## PROVIDED PASSAGE
======

AN apprenticeship scheme has been launched to encourage more people from ethnic minorities to train as nurses.
Bradford Community Health NHS Trust, in partnership with Bradford Hospitals Trust, Shipley College and other city organisations, says it is anxious to have a nursing workforce that more accurately reflects the ethnic diversity of the community.
The scheme has been launched at a time when hospitals are urgently seeking more innovative ways to recruit nurses to meet shortages.
Apprenticeships last two years and participants receive a training allowance and work alongside qualified nurses.
"The scheme is a paid opportunity for individuals to gain real insight into nursing while gaining an academic qualification needed to begin nurse education," said Diana Oliver, project manager.
"It is designed to attract those who would not normally consider nursing as a career.

======

(Saved entries)
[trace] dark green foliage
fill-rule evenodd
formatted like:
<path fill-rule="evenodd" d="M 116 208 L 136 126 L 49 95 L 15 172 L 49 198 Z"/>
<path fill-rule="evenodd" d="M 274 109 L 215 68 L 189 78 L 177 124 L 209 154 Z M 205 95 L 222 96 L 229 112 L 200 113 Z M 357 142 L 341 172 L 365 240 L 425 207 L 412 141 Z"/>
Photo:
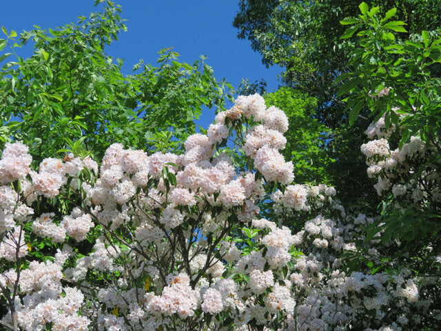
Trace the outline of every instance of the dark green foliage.
<path fill-rule="evenodd" d="M 384 12 L 397 7 L 396 19 L 405 21 L 410 32 L 441 24 L 441 2 L 436 0 L 371 3 Z M 337 95 L 341 83 L 335 83 L 336 77 L 351 68 L 348 57 L 353 43 L 340 39 L 347 26 L 340 21 L 356 17 L 359 4 L 358 0 L 240 0 L 233 26 L 238 30 L 238 37 L 248 39 L 253 49 L 261 54 L 264 63 L 283 68 L 285 85 L 316 98 L 314 116 L 332 130 L 327 146 L 328 157 L 336 160 L 326 177 L 333 179 L 342 201 L 347 205 L 361 203 L 373 206 L 378 202 L 377 194 L 367 177 L 362 177 L 366 166 L 359 150 L 365 141 L 363 132 L 373 118 L 369 117 L 367 107 L 357 105 L 352 117 L 356 117 L 356 112 L 360 117 L 350 128 L 350 112 Z M 362 201 L 358 198 L 360 194 Z"/>

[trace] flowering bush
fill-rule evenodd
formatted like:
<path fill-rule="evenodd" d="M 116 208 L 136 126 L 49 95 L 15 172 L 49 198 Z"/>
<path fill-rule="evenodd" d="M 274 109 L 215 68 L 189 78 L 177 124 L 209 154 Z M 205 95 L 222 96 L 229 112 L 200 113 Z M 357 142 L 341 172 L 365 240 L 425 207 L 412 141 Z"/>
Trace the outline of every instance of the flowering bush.
<path fill-rule="evenodd" d="M 116 143 L 101 166 L 70 154 L 33 169 L 25 146 L 7 144 L 2 328 L 385 330 L 441 319 L 438 279 L 347 268 L 373 220 L 347 214 L 334 188 L 292 183 L 282 110 L 239 97 L 215 121 L 182 155 Z M 56 199 L 67 207 L 43 208 Z M 378 241 L 369 253 L 380 259 Z"/>

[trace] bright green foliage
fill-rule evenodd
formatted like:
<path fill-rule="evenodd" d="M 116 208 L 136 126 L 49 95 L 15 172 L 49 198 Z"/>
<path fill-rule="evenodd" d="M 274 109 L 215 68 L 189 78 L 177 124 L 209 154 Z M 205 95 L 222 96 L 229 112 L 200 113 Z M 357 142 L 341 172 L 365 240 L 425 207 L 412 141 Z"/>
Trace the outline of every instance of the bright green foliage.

======

## TASK 1
Rewrite the nursing apprenticeship article starting at "AN apprenticeship scheme" and ending at "to meet shortages.", switching "nurses" to "midwives".
## TASK 2
Name every organization mentioned by name in the nursing apprenticeship article.
## TASK 3
Carry on the nursing apprenticeship article from its last sentence.

## RESPONSE 1
AN apprenticeship scheme has been launched to encourage more people from ethnic minorities to train as midwives.
Bradford Community Health NHS Trust, in partnership with Bradford Hospitals Trust, Shipley College and other city organisations, says it is anxious to have a nursing workforce that more accurately reflects the ethnic diversity of the community.
The scheme has been launched at a time when hospitals are urgently seeking more innovative ways to recruit midwives to meet shortages.

## RESPONSE 2
Bradford Community Health NHS Trust
Bradford Hospitals Trust
Shipley College

## RESPONSE 3
"It will also address some of the concerns over the links between unemployment and ill-health and the inequality of access to health services for minority ethnic communities."
Ishtiaq Ahmed, the director of Bradford Racial Equality Council, welcomed the idea, saying that the under-representation of ethnic minorities in nursing had long been recognised.
"This scheme offers good quality, real jobs in the NHS," he said.
The minimum qualifications needed to start the scheme are four GCSEs grade A-C. But if candidates have not gained GCSEs they can take an entry test at Shipley College.